PROBLEMS AND TASKS
• 1. In the arthritis treatment transcript, what surgery can be offered in early stage disease?
• 2. Extend the arthritis treatment transcript, starting after its last sentence.

DOCUMENT EXCERPT
_ _ _ _ _ _ _
Featuring Dr. Patrick Chin, MD, MBA, FRCSC, Orthopaedic Surgeon

Duration: 2 minutes, 47 seconds    

Well the usual treatment for any arthritic joint really is non-surgical first.  

The patient should exhaust all non-operative type options such as medications, anti-inflammatory medication, analgesic medication, physiotherapy to keep the joints supple, stretching to keep the joints supple.  

A lot of naturopathic type options are available, too. There are other joint injection options, either steroid or synthetic viscous supplementation.

If the non-operative options fail, then the patient is looking at surgical options. The surgical options obviously would be, depending on the state of disease, one could offer the option of an arthroscopic cleanup of the joint, a debridement of the joint, in early stage disease.  

In later stage disease then the option would be a joint replacement. In any joint replacement the option would be to either replace part of the joint that pretty much means a partial joint replacement versus replacing the entire joint.
_ _ _ _ _ _ _
AVAILABLE DATA
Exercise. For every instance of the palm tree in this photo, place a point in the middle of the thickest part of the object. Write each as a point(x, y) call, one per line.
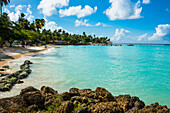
_ _ _ _ _ _ _
OUTPUTS BY TASK
• 1. An arthroscopic cleanup, or debridement, of the joint.

• 2.
The shoulder is a ball and socket joint so you replace the ball and you replace the socket, just like the hip actually. You will have a smooth metal ball or hemisphere, actually, with a stemmed implant followed by on the socket side is usually a high molecular weight polyethylene material – plastic material – for the socket side.  

And it could be either grouted in or inserted in what we call a press fit fashion where the bone can actually grow into the material.

The long-term survival rates of shoulder replacement surgery has actually improved over the last two or three decades. You could expect survivability of implants lasting up to 10 to 15 years now to maintain the patient satisfaction of between 80 and 90 percent.

At the end of the day the goal of surgery is to relieve a patient’s pain in the shoulder.  Obviously if the pain is holding back the patient from functioning well, then obviously the function can also improve.

But most patients probably won’t regain the full motion in the shoulder from a shoulder replacement operation, but they sure would have good pain relief and pretty good strength.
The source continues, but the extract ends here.